Directive: Reproduce verbatim the stretch of the data below from its first line through the line containing "Target: blue sky", including both ends.

Point annotation dataset records
══════════
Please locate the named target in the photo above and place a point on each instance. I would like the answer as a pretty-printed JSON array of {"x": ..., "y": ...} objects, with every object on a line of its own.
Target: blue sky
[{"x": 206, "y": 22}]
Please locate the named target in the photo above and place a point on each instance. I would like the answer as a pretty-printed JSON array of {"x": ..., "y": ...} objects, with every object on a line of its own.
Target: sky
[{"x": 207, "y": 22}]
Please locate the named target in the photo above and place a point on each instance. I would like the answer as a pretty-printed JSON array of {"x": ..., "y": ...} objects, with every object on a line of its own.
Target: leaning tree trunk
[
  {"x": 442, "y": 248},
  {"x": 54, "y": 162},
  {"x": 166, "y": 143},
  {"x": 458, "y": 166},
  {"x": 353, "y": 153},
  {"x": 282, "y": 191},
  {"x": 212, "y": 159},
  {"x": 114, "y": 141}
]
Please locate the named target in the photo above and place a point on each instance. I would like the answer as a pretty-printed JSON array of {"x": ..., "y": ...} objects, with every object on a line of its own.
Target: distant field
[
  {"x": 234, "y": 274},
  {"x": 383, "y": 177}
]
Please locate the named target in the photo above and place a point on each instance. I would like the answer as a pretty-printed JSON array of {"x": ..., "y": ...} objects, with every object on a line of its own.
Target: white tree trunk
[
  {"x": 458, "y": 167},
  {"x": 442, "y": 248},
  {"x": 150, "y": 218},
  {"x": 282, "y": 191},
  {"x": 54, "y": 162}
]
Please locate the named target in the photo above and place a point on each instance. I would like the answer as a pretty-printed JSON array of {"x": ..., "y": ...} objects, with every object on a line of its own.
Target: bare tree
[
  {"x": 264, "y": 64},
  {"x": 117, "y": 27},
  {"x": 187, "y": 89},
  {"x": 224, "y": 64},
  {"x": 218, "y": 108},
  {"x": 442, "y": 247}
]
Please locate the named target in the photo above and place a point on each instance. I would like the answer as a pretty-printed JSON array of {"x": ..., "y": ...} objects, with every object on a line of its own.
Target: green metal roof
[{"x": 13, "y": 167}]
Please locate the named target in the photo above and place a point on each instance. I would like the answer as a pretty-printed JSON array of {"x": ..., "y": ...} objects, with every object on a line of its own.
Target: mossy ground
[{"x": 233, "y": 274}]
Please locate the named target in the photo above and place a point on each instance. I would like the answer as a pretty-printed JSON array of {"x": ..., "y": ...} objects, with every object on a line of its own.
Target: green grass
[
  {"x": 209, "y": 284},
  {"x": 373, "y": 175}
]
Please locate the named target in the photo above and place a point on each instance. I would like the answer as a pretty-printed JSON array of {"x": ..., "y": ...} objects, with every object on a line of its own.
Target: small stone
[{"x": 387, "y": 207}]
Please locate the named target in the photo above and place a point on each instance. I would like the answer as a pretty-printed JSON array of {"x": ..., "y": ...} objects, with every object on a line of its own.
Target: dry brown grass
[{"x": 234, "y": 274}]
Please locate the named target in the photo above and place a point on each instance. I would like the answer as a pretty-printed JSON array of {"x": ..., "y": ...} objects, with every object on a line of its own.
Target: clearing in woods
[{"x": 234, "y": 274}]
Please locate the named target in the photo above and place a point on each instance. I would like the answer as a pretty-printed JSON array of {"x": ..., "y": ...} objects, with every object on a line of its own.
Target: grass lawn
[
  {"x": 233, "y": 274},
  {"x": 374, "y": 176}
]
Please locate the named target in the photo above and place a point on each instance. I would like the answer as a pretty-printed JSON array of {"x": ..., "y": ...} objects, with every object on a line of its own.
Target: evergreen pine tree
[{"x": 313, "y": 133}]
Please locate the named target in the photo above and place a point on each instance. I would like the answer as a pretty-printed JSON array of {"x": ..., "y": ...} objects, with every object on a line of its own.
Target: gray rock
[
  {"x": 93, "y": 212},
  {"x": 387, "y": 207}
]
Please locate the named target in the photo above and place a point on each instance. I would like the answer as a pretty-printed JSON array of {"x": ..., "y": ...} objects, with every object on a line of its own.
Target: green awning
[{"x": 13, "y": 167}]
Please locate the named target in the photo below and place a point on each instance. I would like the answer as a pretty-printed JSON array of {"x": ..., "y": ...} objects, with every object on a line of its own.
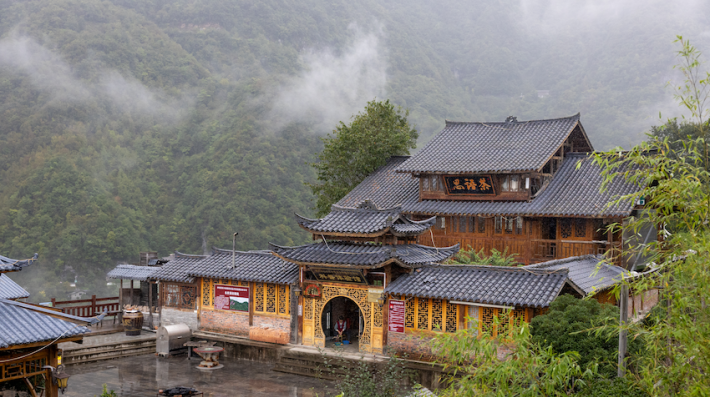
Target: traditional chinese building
[
  {"x": 29, "y": 335},
  {"x": 528, "y": 188}
]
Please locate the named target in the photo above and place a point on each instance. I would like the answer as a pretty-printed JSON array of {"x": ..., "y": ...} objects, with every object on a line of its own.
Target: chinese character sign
[
  {"x": 469, "y": 184},
  {"x": 230, "y": 297}
]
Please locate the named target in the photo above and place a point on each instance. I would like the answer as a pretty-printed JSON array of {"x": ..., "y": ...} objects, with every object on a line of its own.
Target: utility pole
[{"x": 623, "y": 333}]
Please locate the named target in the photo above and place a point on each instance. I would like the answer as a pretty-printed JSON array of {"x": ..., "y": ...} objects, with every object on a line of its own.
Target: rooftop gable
[
  {"x": 488, "y": 285},
  {"x": 494, "y": 147}
]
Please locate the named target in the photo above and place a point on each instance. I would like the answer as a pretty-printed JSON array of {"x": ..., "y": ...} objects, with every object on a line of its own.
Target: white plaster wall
[{"x": 171, "y": 316}]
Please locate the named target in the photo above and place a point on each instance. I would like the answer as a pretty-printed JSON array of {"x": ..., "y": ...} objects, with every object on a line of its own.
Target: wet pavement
[{"x": 144, "y": 375}]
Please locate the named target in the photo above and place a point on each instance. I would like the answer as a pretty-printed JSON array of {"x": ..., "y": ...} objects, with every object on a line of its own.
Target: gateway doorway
[{"x": 342, "y": 314}]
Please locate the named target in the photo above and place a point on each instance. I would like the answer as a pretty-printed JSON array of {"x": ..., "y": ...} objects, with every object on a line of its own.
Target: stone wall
[
  {"x": 412, "y": 345},
  {"x": 237, "y": 323},
  {"x": 171, "y": 316}
]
══════════
Expected answer:
Please locate the named target in the photo above and place a point on each instance. I would like the answer as a pretty-printed JSON array of {"x": ..., "y": ...} objects, with every object on a line of its own.
Target: blue sky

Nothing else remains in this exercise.